**Instructions to follow:** Before writing out the records, remove the pictures; keep everything else exact.
***
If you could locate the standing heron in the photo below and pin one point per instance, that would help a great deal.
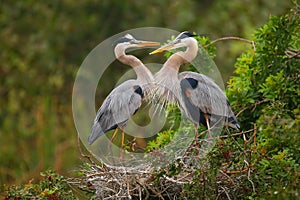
(125, 99)
(198, 96)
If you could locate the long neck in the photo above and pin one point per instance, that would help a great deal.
(143, 73)
(181, 57)
(166, 79)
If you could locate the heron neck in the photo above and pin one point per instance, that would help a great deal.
(143, 73)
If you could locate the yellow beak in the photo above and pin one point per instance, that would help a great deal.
(162, 49)
(147, 44)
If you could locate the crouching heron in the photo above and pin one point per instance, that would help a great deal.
(125, 99)
(198, 96)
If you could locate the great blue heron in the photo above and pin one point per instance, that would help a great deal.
(198, 96)
(125, 99)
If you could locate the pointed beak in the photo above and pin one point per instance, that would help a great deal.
(147, 44)
(166, 47)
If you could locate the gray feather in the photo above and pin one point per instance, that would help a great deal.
(209, 98)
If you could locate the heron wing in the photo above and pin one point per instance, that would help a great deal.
(203, 93)
(117, 109)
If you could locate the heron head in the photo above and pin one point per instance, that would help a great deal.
(128, 41)
(180, 41)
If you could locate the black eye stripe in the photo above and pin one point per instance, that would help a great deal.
(185, 35)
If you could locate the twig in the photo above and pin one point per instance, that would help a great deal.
(226, 193)
(254, 105)
(232, 38)
(248, 176)
(81, 152)
(228, 178)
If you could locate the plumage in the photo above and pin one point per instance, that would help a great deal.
(198, 96)
(125, 99)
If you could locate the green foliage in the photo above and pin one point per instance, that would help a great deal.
(270, 99)
(265, 89)
(52, 186)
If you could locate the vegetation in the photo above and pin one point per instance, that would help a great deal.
(39, 61)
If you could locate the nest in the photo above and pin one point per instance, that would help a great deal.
(146, 182)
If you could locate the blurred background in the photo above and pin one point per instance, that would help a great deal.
(43, 45)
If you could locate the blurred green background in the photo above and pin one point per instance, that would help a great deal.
(43, 45)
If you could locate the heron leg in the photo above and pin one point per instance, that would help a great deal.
(122, 144)
(110, 144)
(196, 134)
(207, 124)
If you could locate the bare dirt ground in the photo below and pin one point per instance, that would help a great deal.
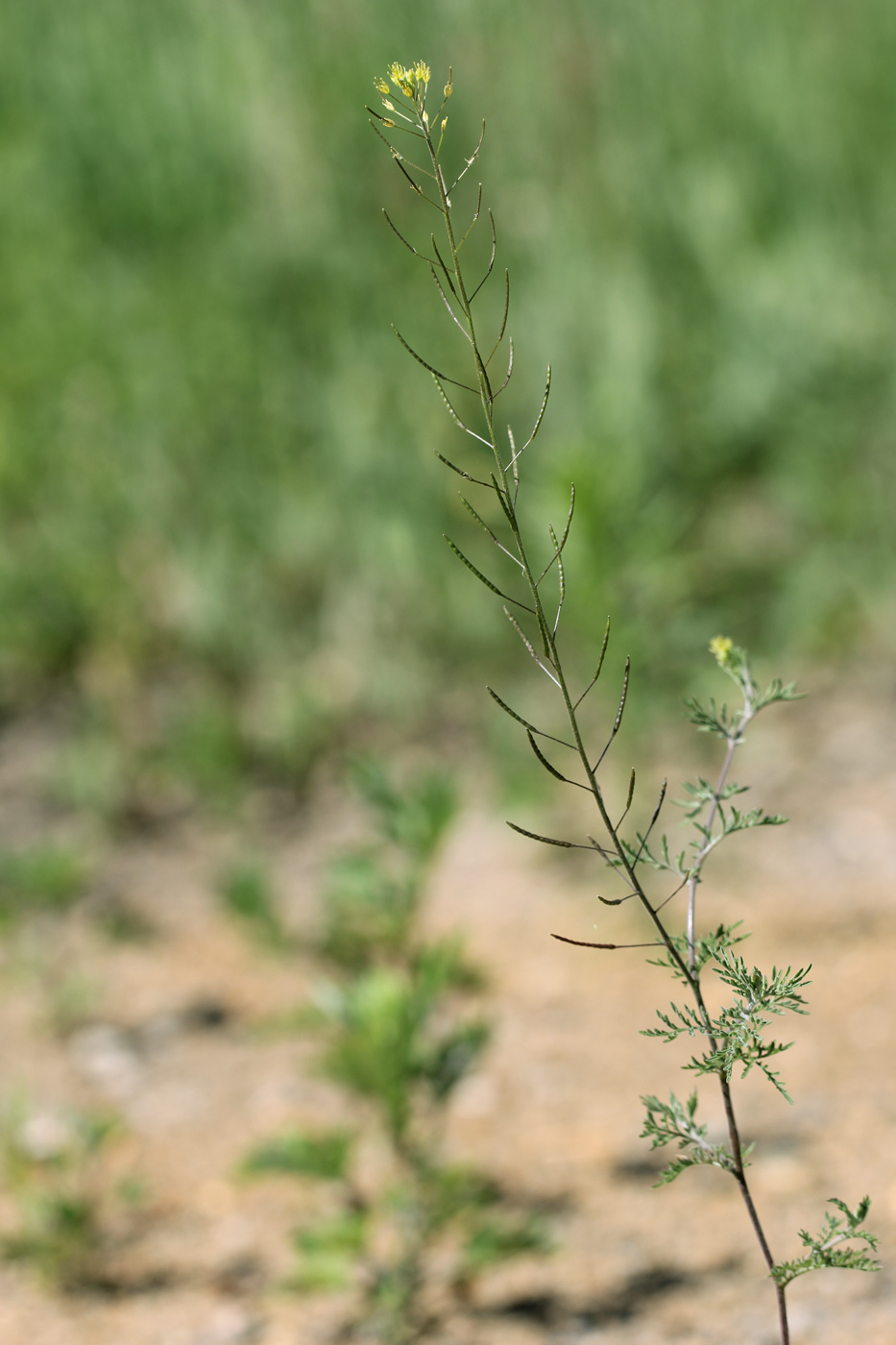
(173, 1033)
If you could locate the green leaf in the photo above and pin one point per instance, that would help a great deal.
(828, 1250)
(301, 1154)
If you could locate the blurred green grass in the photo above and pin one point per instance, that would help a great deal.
(220, 515)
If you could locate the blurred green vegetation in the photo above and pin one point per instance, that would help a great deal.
(220, 514)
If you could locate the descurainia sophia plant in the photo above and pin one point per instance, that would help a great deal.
(734, 1039)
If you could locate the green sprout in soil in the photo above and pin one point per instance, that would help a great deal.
(399, 1036)
(530, 584)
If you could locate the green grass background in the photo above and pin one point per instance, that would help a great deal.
(220, 513)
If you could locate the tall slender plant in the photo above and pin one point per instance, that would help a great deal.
(732, 1039)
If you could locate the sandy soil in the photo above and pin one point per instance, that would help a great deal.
(168, 1032)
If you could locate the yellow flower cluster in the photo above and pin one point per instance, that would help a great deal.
(406, 78)
(721, 648)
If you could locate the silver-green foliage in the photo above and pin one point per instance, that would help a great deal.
(734, 1039)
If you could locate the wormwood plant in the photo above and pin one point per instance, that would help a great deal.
(399, 1038)
(735, 1039)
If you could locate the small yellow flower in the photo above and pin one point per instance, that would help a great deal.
(402, 78)
(721, 648)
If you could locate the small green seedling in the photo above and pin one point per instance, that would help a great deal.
(247, 894)
(53, 1166)
(399, 1038)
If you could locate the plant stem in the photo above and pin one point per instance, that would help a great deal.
(688, 968)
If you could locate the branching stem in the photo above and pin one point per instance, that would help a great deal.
***
**Written solution:**
If you could locate the standing heron in the photo below and pin one point per instance, that would help a great deal.
(125, 99)
(198, 96)
If you could locate the long neck in the photo above and pin one point per instance, that would help a great deal.
(143, 73)
(181, 57)
(166, 79)
If you could locate the heron neck in the photo above and pin one point per instance, that would help a great deal.
(143, 73)
If you could locate the yellow beak in the photo above and pin one point per instance, that would help a great deal.
(162, 49)
(147, 44)
If you could locate the crouching heron in the photo above and pin one point per instance, that would help a great deal.
(125, 99)
(198, 96)
If you could locate the great blue heron in the photo above and pin one point per instance, that would help a great deal.
(198, 96)
(125, 99)
If you could locate the pointed beak in the photo above and pin one point per instance, that would help a great deal.
(147, 44)
(166, 47)
If you could locate the gray feather in the photo above and pin one point per instance, that would help a great deal.
(209, 98)
If you could locate the heron wing in the photo above and pin one point per instance, that would help a great deal.
(203, 93)
(117, 109)
If you could locate the heron head in the photo above and pin one point per instance, that would help a great deal.
(128, 41)
(180, 41)
If you could locate the black eye stripe in the photo above and pin one point per instance, that would help a great deal.
(185, 35)
If you could locate the twig in the photo above and pin one point per instance, that would help a great deal.
(226, 193)
(254, 105)
(232, 38)
(248, 176)
(81, 152)
(228, 178)
If you could locate the plumage in the photo above and pin one point per instance, that would help a great deal.
(198, 96)
(125, 99)
If you could locate the green foliage in the photo above and pin one point per instance, that would help a great deal.
(270, 99)
(265, 89)
(52, 186)
If you could locate the vegetation in the photo above and pin one point per instance, that would help a great deal.
(39, 61)
If you could locate the nest in the photo above and pin one point per instance, that would help a great deal.
(146, 182)
If you could locate the blurred background in the photo above and pin one point per instance, that would help a great deal.
(43, 45)
If you could locate the blurred green background in the photo above and pin one point per instance, that would help a great deal.
(43, 45)
If you could locate the heron leg in the photo above and pin one point per instance, that would help a great deal.
(122, 144)
(110, 144)
(196, 134)
(207, 124)
If you could locate the bare dirt ground in the photo below and pin one point per instance, that would help a great deal.
(173, 1033)
If you could locate the green leaf in the photo above and pin one point per instance, that would help a great deal.
(828, 1250)
(301, 1154)
If you could locate the blurred green grass in the photo above and pin one point per instance, that would help a great deal.
(220, 515)
If you could locate the blurred green vegetation in the photo above and pin one point per instance, that would help a great deal.
(220, 514)
If you could locate the descurainia sophia plant in the photo above and pin one point per instance, that would help a great deal.
(734, 1039)
If you could locate the green sprout in soil in the photo above and pin one point per instance, that would help a great deal.
(399, 1036)
(530, 584)
If you could locate the green grass background in the photo above and pin one point per instance, that would help a great deal.
(220, 513)
If you could locate the tall slender plant in the photo above and pin one point per instance, that would help a great deal.
(732, 1039)
If you could locate the sandy soil in the photo above and pin one point per instance, that would help a great deal.
(168, 1032)
If you could locate the yellow flower cluster in the photo above and pin one point per instance, that would help a great deal.
(406, 78)
(721, 648)
If you could locate the silver-green foliage in the photo above and pin one point per instance, that would help a great deal.
(734, 1039)
If you could locate the wormwood plant in the photo above and pin one point per instance, that would help a great deal.
(399, 1038)
(735, 1039)
If you could locate the small yellow flower in the photo above and pin one point per instance, that would help a great deal.
(402, 78)
(721, 648)
If you could locate the small green seedling in the photo above and pin one point per instance, that would help a great deal.
(247, 894)
(53, 1166)
(399, 1038)
If you could locate the plant stem in the photo above and pin one point per instance, that would help a great deal.
(688, 968)
If you could locate the branching stem in the photo above and pin one point per instance, that would help a great deal.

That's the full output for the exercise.